### Activity
Begin your transcription at the line containing "Locate every instance of the stone coping" and continue it, word for word, to the final line below. Include only those lines and skip the pictures.

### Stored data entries
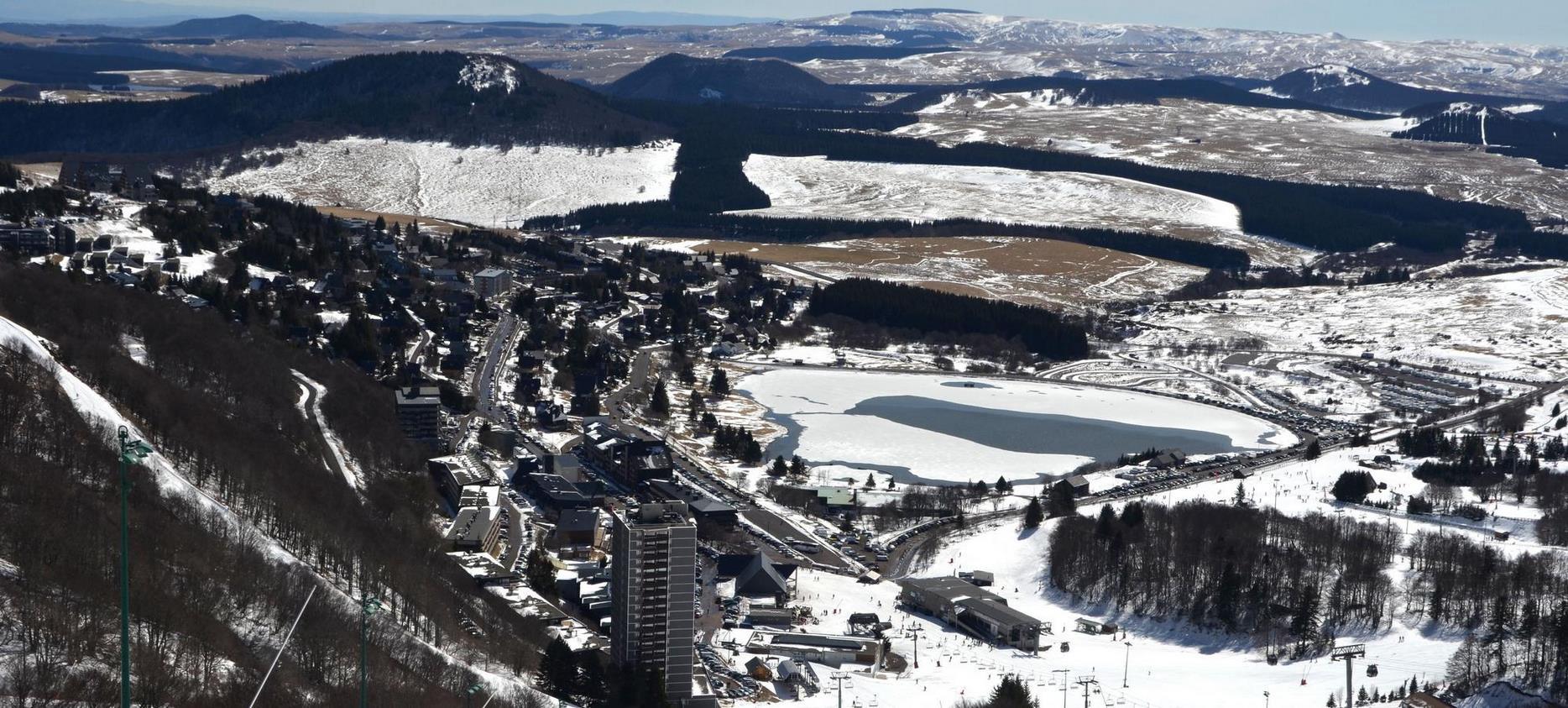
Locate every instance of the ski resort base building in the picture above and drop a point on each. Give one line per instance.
(973, 610)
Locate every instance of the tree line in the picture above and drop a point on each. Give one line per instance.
(1233, 567)
(1324, 217)
(1297, 581)
(1043, 332)
(218, 401)
(410, 95)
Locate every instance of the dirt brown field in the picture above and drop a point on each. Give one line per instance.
(44, 170)
(1022, 270)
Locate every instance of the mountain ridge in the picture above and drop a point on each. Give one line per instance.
(408, 96)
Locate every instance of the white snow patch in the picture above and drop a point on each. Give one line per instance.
(844, 189)
(480, 186)
(485, 72)
(818, 401)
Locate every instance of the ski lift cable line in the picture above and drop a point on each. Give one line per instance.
(283, 646)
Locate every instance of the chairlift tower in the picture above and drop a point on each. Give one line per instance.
(1085, 682)
(1349, 653)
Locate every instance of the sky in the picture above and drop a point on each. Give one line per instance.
(1512, 21)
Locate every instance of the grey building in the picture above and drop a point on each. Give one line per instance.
(419, 413)
(651, 589)
(973, 610)
(491, 281)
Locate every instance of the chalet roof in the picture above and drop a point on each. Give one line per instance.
(760, 578)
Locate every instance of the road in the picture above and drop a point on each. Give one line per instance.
(706, 478)
(498, 352)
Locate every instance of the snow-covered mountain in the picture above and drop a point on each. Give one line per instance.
(1346, 87)
(997, 46)
(1497, 129)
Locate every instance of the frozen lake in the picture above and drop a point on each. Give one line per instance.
(946, 429)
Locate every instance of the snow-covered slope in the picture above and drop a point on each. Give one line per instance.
(843, 189)
(996, 46)
(482, 186)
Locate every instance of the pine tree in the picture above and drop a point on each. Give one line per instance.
(540, 572)
(1132, 516)
(558, 669)
(1032, 514)
(592, 684)
(1305, 621)
(1105, 525)
(659, 404)
(1011, 693)
(1062, 500)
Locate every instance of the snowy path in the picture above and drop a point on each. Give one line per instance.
(311, 407)
(97, 410)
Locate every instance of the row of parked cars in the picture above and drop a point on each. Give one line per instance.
(1217, 467)
(737, 684)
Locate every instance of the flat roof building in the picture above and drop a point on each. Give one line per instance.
(419, 415)
(974, 610)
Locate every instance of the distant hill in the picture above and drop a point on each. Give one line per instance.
(1497, 129)
(247, 27)
(1114, 92)
(447, 96)
(755, 82)
(44, 66)
(833, 52)
(1346, 87)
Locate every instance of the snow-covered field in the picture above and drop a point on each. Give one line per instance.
(841, 420)
(1510, 323)
(845, 189)
(480, 186)
(1167, 666)
(1042, 272)
(1289, 144)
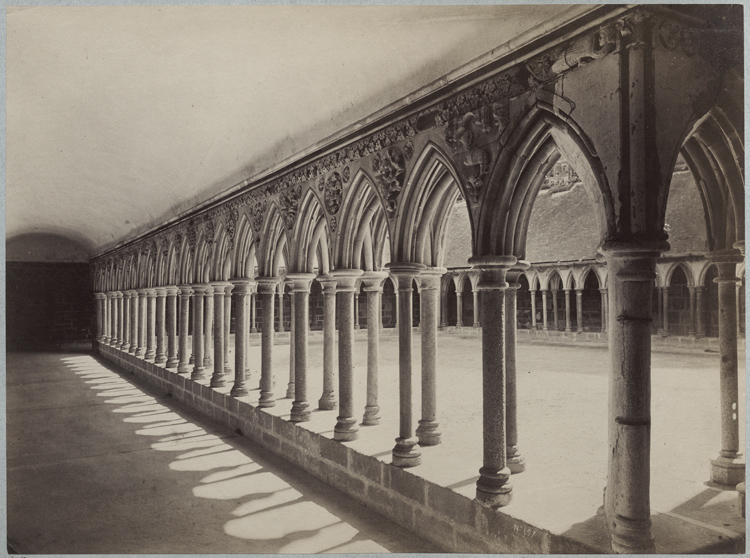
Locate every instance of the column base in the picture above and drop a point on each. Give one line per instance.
(493, 487)
(428, 433)
(239, 389)
(372, 415)
(300, 411)
(514, 461)
(218, 380)
(630, 536)
(346, 429)
(728, 471)
(406, 453)
(327, 402)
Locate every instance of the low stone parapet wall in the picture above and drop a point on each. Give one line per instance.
(449, 520)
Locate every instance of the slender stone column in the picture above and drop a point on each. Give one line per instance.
(125, 321)
(199, 370)
(281, 309)
(443, 307)
(267, 293)
(327, 401)
(217, 293)
(253, 327)
(142, 323)
(513, 458)
(475, 294)
(120, 320)
(665, 310)
(346, 425)
(134, 322)
(428, 431)
(301, 293)
(161, 310)
(459, 309)
(186, 291)
(554, 309)
(290, 389)
(150, 324)
(98, 297)
(113, 337)
(493, 486)
(228, 325)
(373, 286)
(171, 326)
(626, 504)
(699, 331)
(406, 453)
(356, 309)
(691, 327)
(729, 467)
(242, 287)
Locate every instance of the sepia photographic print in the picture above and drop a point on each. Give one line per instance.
(312, 278)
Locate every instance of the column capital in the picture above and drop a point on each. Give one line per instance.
(374, 280)
(346, 279)
(300, 282)
(219, 286)
(267, 285)
(429, 278)
(241, 286)
(185, 290)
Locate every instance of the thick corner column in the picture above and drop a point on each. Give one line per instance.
(513, 457)
(493, 485)
(142, 321)
(626, 504)
(406, 452)
(199, 370)
(373, 286)
(218, 378)
(301, 293)
(346, 425)
(150, 324)
(171, 326)
(428, 431)
(267, 293)
(186, 291)
(729, 467)
(241, 289)
(328, 401)
(161, 311)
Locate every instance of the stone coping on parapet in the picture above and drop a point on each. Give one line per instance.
(447, 516)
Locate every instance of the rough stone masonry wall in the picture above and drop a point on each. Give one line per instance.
(451, 521)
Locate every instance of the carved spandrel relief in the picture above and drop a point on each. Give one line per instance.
(389, 167)
(333, 193)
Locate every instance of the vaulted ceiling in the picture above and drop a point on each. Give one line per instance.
(121, 118)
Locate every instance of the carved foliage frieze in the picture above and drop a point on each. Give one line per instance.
(389, 168)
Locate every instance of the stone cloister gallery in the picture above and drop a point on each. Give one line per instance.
(355, 234)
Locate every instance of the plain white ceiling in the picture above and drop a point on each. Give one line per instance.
(120, 118)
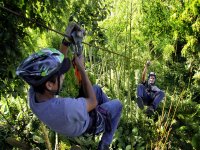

### Solution to the problem
Locate every instance of the stone coping on parapet in the picture above and drop a point on each. Give one line per instance.
(447, 516)
Locate every instance of the rough stone masonry wall in the picture above and drop a point on each. Give one line per instance.
(451, 521)
Locate every instance of the carved spandrel relief in the picture above and drop a point on each. Give one line per instance.
(389, 167)
(333, 193)
Locate every instance of the vaulted ceiling in the picture above and drop a point on each. Give one line per instance.
(121, 118)
Locate every instance of the carved foliage frieze in the picture above and drop a point on each. Give one line per instance.
(389, 168)
Locate every instance of the stone cloister gallery in the picture above and drop a point on each. Give one line per instance.
(355, 234)
Locate every instance of the plain white ceiling in the picture above and drop a point on each. Give one line per instance.
(120, 118)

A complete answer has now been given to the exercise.